**SOURCE TEXT:**
The Gravity Wave is a Poetry Book Society Recommendation.
'The title, The Gravity Wave, evokes several possible interpretations and he extrapolates these, suggesting, among other things, both a momentum (wave) and a restoring force (gravity). “The gravity wave” connects all life, past, present and future. In terms of the universal, our existence may be of negligible consequence, and transient, but our songs and stories, energy, our very particles, are all part of the continuum . . . With a grace and tonal quality reminiscent both of Derek Mahon’s meditations and Vona Groarke’s lyrics, Sirr continues to be open to the world, like the dog who is following his nose; doing, as Denis O’Driscoll would declare, “whatever it takes to make it last”.' — Afric McGlinchey, Dublin Review of Books
Diminished? Really? Gods don’t hold us, the temples
wither, the priests are all in sales
but the sun still shines, the oxen low
and the winedark sea is still as dark as wine.
He acknowledges world-traumas — the Final Solution, “Shahad, Rawan, Maram / this hand in the rubble / these broken shutters / shrapnel on the bed cover” — while risking, as Auden had it, a voice of affirmation and praise. I admire this book for how it registers the weight of the world, and also for its creative resistance to the brutality of the actual.
“I don’t want to count deer, I want/ to count in deer…” – Peter Sirr is as deliciously surprising as ever in Deer, Phoenix Park, one of the eight exceptionally fine sonnets which begin The Gravity Wave (Gallery €11.95). “Antler, Forest, Eyes,/ Stillness, Speed, Hide…I’d like/ this currency to fall between us/where we step invisibly from the car/slipped from ourselves to kneel/grass-lit and concentrated, close to a road/that keeps wobbling and clarifying/like the rim of the world or the end of speech.”

**EXERCISE INSTRUCTIONS:**
1. Please answer these questions using the text on The Gravity Wave:
(a) In which publication did Afric McGlinchey's review appear?
(b) How many sonnets begin The Gravity Wave?
(c) What price is given for the book?
2. Carry on the text on The Gravity Wave from its final line.
The material after this comes from a different source.

(Records from a data source)

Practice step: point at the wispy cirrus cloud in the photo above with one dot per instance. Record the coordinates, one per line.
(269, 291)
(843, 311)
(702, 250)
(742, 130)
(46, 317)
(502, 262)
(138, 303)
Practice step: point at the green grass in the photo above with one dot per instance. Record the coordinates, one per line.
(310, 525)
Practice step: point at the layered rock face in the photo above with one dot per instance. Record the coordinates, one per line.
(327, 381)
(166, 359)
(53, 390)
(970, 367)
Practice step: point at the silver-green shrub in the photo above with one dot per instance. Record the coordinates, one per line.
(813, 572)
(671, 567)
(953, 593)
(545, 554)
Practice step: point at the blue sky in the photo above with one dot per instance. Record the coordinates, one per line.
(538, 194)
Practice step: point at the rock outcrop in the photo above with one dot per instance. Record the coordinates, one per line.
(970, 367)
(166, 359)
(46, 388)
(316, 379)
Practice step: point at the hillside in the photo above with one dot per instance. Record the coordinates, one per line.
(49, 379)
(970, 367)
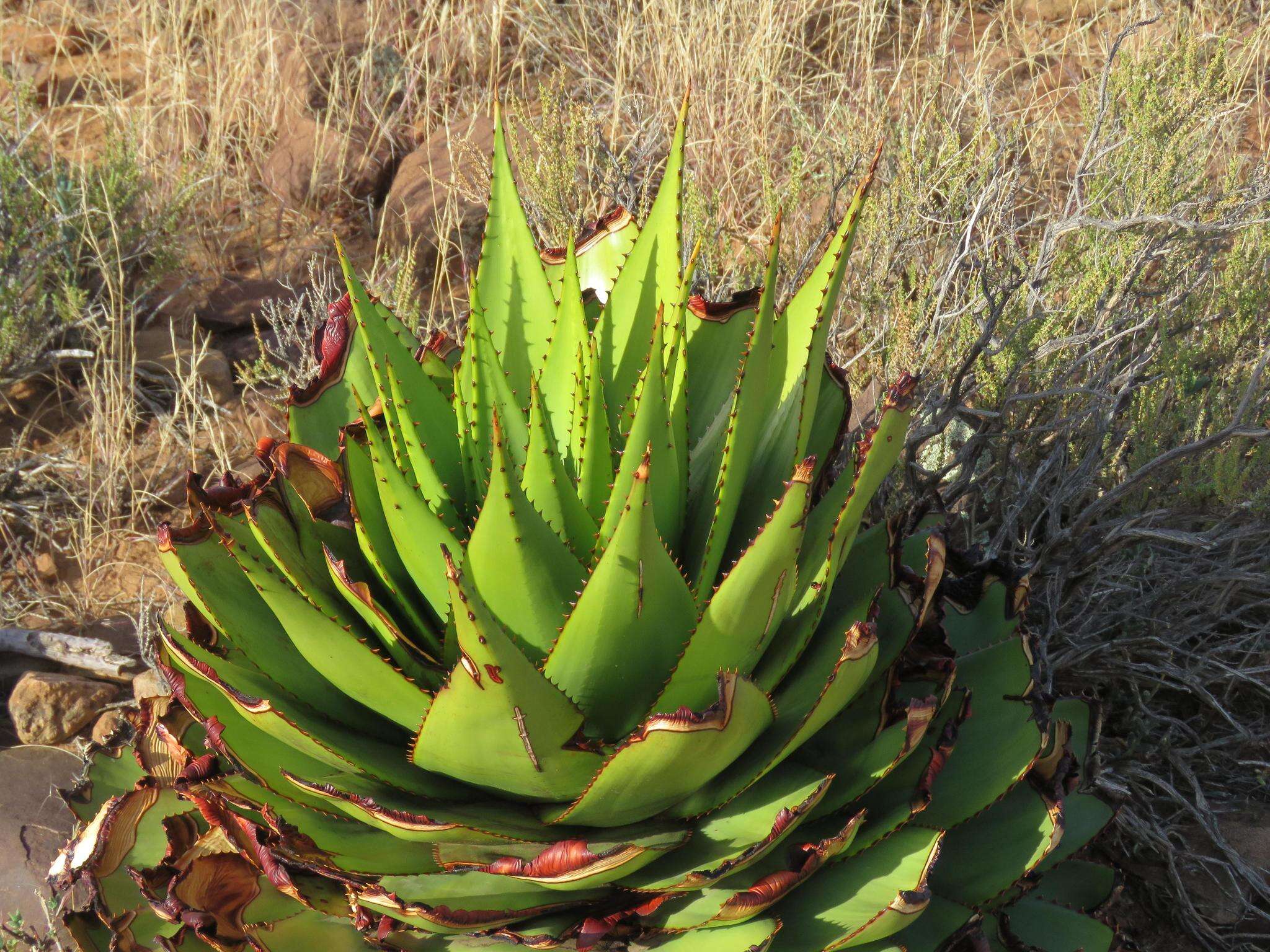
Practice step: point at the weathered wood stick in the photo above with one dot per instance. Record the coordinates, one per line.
(74, 650)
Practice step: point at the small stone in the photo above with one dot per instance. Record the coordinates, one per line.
(149, 683)
(47, 707)
(107, 725)
(46, 566)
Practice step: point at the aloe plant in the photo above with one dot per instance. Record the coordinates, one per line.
(575, 639)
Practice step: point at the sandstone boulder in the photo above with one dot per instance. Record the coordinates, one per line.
(235, 301)
(161, 351)
(48, 708)
(318, 164)
(149, 683)
(425, 182)
(107, 725)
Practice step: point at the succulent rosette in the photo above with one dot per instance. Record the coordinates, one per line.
(574, 638)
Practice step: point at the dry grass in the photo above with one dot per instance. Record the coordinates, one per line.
(1028, 238)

**ANSWER SET:**
1.
(a) Dublin Review of Books
(b) Eight
(c) €11.95

2.
The breakdown of language in Joyce’s Oxen of the Sun episode comes to mind immediately perhaps because this is Sirr’s Ulysses-haunted Dublin. Familiar territory is always becoming stranger as he draws on the old touchstone writers, Homer, Catullus, Sappho among others. The Gravity Wave which gives this collection its title is a term from physics. It describes a ripple in the time-space fabric – an apt metaphor for the unsettling enchanting metamorphic wave which runs through so many of the poems like The Now Slice:
“Breakfast is over, you’ve gone to the hard world.
Ulysses struggles from a speaker, nearly dead.
He flails in the waves, a towering headland
staring him down. Where’s help here?
The floor turns stone, the kitchen Mycnaean.”
The breakdown of language in Deer, Phoenix Park is succeeded by Robotics, “Fake poets come up on the fake news/Robot lyrics cram the playlists…” a chilling look – with an echo of Yeats – at how “All these lies make an algorithm of the heart”. This collection is weighted with grief, particularly in the haunting voice of Radio Life and Eurydice Awake – a terrific and substantial poem which transfers the old myth to a modern dystopian landscape, “the paused air where you stand/in the middle of the car park,/the door opening, the car reversing”. Yet Sirr miraculously balances this chilly heartbroken world against a solid belief in humanity and the power of love. The sense of marvel, of possibility is tangible especially in the title poem:
“Where next for this gust
printing itself on your dress,
catching the rim of your hat, riffing
in the strands of your hair?”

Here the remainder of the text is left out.